======== Data provided

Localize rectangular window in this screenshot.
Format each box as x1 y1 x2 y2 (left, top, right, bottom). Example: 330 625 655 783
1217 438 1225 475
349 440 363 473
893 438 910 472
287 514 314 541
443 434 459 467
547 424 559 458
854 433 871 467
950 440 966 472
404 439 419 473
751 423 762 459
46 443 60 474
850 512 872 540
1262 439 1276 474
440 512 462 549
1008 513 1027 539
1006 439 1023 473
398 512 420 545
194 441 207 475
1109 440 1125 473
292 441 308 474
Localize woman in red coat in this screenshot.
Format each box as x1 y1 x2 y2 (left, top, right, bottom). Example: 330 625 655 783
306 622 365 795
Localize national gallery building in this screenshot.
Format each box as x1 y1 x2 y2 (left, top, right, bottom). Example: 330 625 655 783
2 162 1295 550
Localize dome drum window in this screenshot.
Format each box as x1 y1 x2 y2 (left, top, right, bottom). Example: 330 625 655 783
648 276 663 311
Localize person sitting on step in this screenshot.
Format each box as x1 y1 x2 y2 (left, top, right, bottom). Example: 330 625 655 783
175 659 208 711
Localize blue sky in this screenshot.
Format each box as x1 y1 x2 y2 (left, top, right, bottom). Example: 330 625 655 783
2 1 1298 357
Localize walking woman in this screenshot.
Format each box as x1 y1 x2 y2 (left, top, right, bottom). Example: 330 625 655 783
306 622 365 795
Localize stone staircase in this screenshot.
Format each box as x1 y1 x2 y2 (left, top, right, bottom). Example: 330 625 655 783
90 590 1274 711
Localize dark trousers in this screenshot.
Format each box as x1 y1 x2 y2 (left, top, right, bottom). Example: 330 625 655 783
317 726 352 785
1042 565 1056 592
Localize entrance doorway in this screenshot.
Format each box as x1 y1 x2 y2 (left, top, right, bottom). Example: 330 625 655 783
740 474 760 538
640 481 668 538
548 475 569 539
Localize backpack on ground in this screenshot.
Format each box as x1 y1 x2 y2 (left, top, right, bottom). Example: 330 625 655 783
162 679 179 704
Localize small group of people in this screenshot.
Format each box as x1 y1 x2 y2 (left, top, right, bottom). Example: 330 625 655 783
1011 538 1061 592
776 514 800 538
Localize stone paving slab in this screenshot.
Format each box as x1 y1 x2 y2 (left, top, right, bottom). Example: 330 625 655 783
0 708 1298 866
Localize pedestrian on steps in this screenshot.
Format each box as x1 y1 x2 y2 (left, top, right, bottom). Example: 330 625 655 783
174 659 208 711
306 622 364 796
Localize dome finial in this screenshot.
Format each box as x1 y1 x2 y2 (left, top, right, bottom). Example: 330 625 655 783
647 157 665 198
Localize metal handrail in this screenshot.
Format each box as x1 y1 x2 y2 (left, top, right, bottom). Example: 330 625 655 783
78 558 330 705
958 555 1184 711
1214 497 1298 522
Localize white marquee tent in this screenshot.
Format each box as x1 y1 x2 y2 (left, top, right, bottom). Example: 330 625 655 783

================

Copy all the lines from the data above that hold the word "window".

Localize rectangular window in this screenshot.
Localize dome drum window in this screenshot.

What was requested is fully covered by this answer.